PROBLEM SET:
1) Which Greek historian does the essay on American democracy name, and in what century did he live?
2) Summarize the essay on American democracy in two sentences.
3) Carry the essay on American democracy forward from its last sentence.

We are no longer a new nation. America has been a constitutional democracy for centuries. We hear that American democracy is under attack today, but democracy is always under attack from all sides: right, left, and center.

Always. If you think not, you haven’t paid attention. Take heart, you’re not alone. Even historians have a bit of rose tint in their glasses. In this country, standard histories tend to gloss over attacks on democracy. If you disbelieve, go to the newspaper archives and see for yourself what folks were thinking about Hitler in the late 1930s. The 3rd Reich had its American backers. And it’s not only American democracy under attack. One way of reading Thucydides, the Greek historian of the 5th century BCE, is as an analysis of attacks on Athenian democracy.

The losing side in every American election, from high school class president to U.S. president, claims the election was defective. Republicans thought so in 2020, Democrats in 2016, and on down the line. No one likes to lose, so we come up with reasons, any reason we can latch onto: voter fraud, door-belling the wrong neighborhood, the electoral college, gerrymandering, hanging chads, lying politicians, external conditions like the weather, pandemics, or foreign wars. Some excuses have some truth, others not.

More than anything else, they’re excuses.

When I was a software developer, I always tried to build self-correcting systems that made seriously bad choices and errors so obvious, so blatant, they were immediately corrected.

American democracy is a self-correcting system. That’s the secret to our success. Over and over, things go sideways, millions of eyes focus on the issue, and we work it out in the fervid and contradictory jumble of thought and effort that is our society. Americans disagree with each other, but our freedom to investigate and think for ourselves coupled with our election process always favors effective solutions.

[Photo-based referring expression data]
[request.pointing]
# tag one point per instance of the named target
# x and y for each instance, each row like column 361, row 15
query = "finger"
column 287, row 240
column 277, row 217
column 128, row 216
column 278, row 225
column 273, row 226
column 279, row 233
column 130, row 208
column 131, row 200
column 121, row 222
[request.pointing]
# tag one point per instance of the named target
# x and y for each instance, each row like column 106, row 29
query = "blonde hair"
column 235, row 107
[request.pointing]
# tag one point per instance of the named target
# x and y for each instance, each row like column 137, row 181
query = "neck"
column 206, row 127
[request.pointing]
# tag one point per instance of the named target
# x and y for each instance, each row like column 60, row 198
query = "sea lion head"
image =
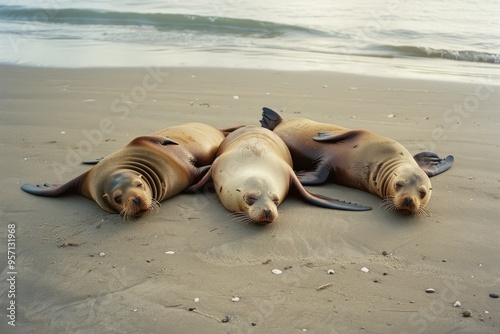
column 408, row 192
column 258, row 201
column 129, row 194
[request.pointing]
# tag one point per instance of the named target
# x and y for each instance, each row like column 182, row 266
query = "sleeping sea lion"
column 150, row 169
column 359, row 159
column 252, row 174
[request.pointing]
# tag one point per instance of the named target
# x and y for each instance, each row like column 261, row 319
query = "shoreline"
column 56, row 117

ANSWERS BY ITEM:
1) Thucydides, who lived in the 5th century BCE.

2) Democracy is always under attack from all sides, and the losing side in every American election claims the election was defective, offering reasons that are mostly excuses. American democracy is a self-correcting system, and Americans' freedom to investigate and think for themselves, coupled with the election process, always favors effective solutions.

3)
Solutions in a free society are not cheap or easy. Among a free people, you are free to say that things are bad, say something nasty, say what people want to hear. No matter how false or outrageous your statements, you’ll get attention and some people will believe you. There’s money to be made. Unscrupulous folks take advantage of this and always have, but in America, people decide for themselves and solutions that work eventually appear. The attention-getting phantasms fade away, but until they fade, they are often viciously destructive.

This is not the first tough time for the U.S. A civil war, two world wars, the Great Depression of the 1930s, the forgotten economic crises of the 19th century were all tough. The 1918 flu pandemic was a killer. Many of us once believed owning other humans was morally right. These tough times were addressed with new ideas and solutions that rose to the top from the chaos of a free people.

America’s 2021 is not easy. Nearly 800,000 dead in less than 2 years— more than the population of Seattle or Denver, more than the U.S. combat deaths in all the wars in the 20th and 21st centuries. Cherishing our freedom, many more of us have died than in autocratic states with more draconian mandates.

The pandemic has generated difficult economic issues, which, like covid-19, no one has seen before or anticipated.

Who thought a disease that kills mostly the old and sick would lead to a truck driver shortage? Labor shortages may have been predictable, but who predicted the Great Resignation?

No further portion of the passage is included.